PROBLEM 1: In the extract about the Fais Ombud ruling, on what date were Delport's funds paid to CBI?
PROBLEM 2: In the listing, take the lines between the one holding "Where can you see the crown" and the one holding "point(96, 60)", inclusive, and substitute "Points" for every "Markers", with nothing else changed. Give back only those lines.

EXTRACT PROVIDED:
Deo Volente Empowerment and Trading, which traded as Capital Builder Investments (CBI), and company representatives Paul Louis Louw, Johannes Theodorus Otto, Denton Dean Henning and Paul R Johnson were yesterday ordered by the Ombud for financial advisory and intermediary services (Fais) Noluntu Bam to repay Margaretha Delport the amount she invested.

Delport was introduced by a friend to CBI, where she met Lombard whom she knew from childhood.

Louw made a presentation to Delport about their product and persuaded her to invest with the promise of an expected “30 percent growth”.

The funds were paid to CBI on February 29, 2008, but in 2011 Delport was told there was less than US$5 (R72) left in her account and the rest of her money was lost.

Delport then filed a complaint with the office of the Fais Ombud.

She said Louw told her 80 percent of the funds would be deposited in the Bank of Scotland and this amount was guaranteed and “perfectly safe”.

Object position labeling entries
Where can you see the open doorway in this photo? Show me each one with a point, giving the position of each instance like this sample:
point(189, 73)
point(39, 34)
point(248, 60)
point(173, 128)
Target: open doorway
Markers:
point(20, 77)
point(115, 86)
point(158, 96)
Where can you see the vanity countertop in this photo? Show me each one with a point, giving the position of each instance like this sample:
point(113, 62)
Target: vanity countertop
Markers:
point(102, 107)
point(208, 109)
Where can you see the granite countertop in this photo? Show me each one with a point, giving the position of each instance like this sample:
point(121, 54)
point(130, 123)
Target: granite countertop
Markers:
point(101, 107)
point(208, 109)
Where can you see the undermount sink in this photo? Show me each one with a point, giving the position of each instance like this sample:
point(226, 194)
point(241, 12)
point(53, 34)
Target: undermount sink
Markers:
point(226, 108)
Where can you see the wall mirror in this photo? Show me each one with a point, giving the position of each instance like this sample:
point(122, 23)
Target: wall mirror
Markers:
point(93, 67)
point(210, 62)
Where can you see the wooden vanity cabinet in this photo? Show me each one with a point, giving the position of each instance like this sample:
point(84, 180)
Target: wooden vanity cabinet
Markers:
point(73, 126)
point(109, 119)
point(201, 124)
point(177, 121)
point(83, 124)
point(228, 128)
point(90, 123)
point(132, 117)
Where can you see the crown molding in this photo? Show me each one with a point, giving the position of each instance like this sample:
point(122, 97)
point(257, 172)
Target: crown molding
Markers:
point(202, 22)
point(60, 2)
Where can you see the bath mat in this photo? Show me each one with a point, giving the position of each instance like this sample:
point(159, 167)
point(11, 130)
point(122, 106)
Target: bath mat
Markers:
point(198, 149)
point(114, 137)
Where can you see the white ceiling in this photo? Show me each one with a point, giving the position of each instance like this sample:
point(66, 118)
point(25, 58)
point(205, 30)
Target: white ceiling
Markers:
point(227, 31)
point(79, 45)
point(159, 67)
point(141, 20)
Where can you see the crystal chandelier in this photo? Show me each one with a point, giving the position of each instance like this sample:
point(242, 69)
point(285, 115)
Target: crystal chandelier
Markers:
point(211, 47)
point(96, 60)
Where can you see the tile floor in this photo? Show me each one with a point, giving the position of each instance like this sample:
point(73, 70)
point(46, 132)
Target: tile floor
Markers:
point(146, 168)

FINISHED ANSWER 1: February 29, 2008.

FINISHED ANSWER 2:
Where can you see the crown molding in this photo? Show me each one with a point, giving the position of each instance like this sample:
point(122, 97)
point(257, 172)
Target: crown molding
Points:
point(202, 22)
point(60, 2)
Where can you see the bath mat in this photo? Show me each one with a point, giving the position of each instance like this sample:
point(159, 167)
point(11, 130)
point(122, 106)
Target: bath mat
Points:
point(198, 149)
point(114, 137)
Where can you see the white ceiling in this photo? Show me each one with a point, giving the position of each instance like this sample:
point(66, 118)
point(25, 58)
point(205, 30)
Target: white ceiling
Points:
point(227, 31)
point(79, 45)
point(159, 67)
point(141, 20)
Where can you see the crystal chandelier in this photo? Show me each one with a point, giving the position of each instance like this sample:
point(242, 69)
point(285, 115)
Target: crystal chandelier
Points:
point(211, 47)
point(96, 60)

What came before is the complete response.